Task to carry out:
Below are some entries. Repeat exactly the lines from the one with "Exercise. Point out the dusk" through the one with "Exercise. Point out the bush", and only those.

-----

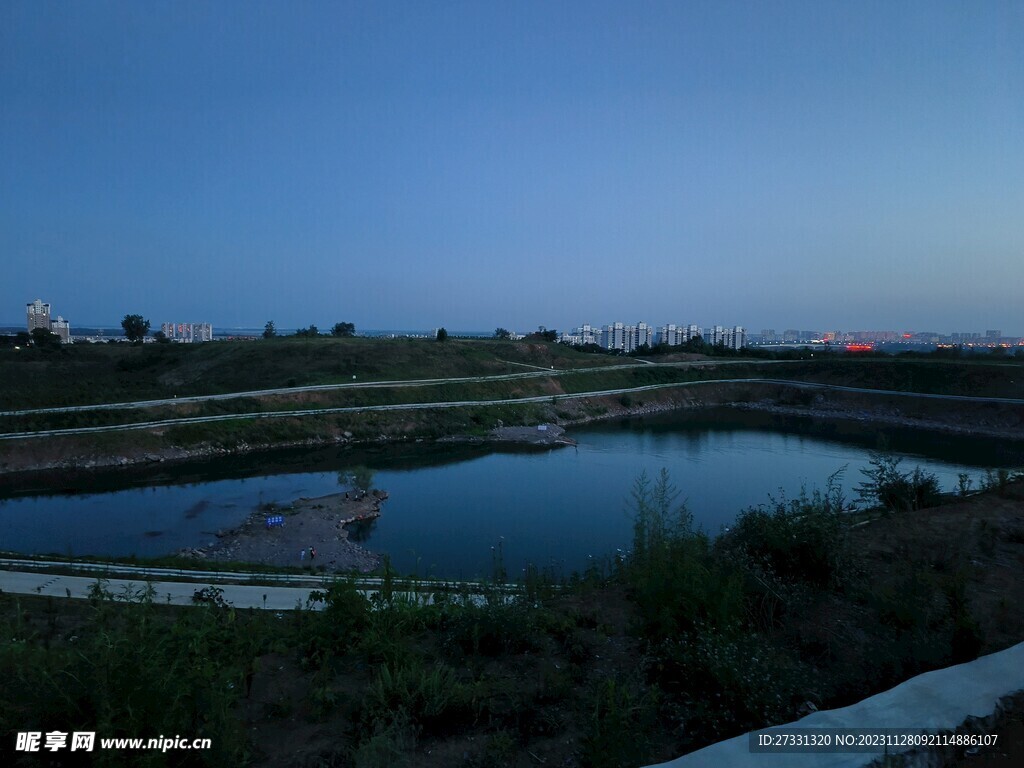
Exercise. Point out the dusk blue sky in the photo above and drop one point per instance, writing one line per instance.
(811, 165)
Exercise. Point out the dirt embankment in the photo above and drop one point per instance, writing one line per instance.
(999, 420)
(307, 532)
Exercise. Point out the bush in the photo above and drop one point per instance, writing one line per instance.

-----

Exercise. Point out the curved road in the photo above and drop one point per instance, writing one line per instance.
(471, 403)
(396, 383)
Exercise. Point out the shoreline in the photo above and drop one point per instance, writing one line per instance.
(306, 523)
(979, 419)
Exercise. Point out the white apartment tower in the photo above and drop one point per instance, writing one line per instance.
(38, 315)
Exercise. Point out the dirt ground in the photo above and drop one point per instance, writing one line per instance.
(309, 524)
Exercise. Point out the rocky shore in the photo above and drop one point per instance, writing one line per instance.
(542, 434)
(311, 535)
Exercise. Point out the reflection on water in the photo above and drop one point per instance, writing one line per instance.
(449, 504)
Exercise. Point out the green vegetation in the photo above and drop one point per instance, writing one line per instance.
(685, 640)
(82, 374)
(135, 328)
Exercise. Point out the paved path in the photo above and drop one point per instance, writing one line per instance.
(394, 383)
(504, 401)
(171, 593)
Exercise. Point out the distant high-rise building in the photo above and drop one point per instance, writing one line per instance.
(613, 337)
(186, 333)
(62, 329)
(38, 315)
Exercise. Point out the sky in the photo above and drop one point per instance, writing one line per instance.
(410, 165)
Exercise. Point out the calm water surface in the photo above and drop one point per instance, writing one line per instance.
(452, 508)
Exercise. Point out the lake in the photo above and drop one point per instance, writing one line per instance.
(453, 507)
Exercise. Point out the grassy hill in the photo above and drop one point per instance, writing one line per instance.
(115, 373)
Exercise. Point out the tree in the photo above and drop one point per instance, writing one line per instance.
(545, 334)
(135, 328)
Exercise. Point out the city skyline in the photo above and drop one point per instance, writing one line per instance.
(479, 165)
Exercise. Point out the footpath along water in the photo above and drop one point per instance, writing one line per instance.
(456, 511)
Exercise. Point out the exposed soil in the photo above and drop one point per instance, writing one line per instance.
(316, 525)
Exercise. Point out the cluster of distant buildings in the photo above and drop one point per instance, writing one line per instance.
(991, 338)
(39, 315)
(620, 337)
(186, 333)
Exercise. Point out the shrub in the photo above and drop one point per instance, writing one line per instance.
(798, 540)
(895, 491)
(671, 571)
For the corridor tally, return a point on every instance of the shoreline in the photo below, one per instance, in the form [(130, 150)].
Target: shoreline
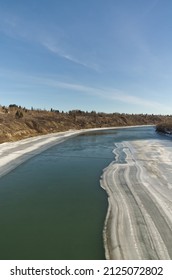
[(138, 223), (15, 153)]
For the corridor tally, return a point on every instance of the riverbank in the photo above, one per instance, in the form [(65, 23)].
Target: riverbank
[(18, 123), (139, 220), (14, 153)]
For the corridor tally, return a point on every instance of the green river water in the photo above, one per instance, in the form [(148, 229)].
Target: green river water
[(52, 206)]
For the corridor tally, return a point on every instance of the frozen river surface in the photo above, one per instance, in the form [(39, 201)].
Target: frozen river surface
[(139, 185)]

-----

Task result:
Exercise. Point out the dusk blue sky in the photo above and drop one point per instance, writing one line per instance.
(811, 165)
Exercise. Point out the dirt embankment in the photo above and drop one point per instance, writing one line per instance.
(999, 420)
(307, 532)
Exercise. Point out the bush in the photo above and drop one point per instance, writing one line per instance.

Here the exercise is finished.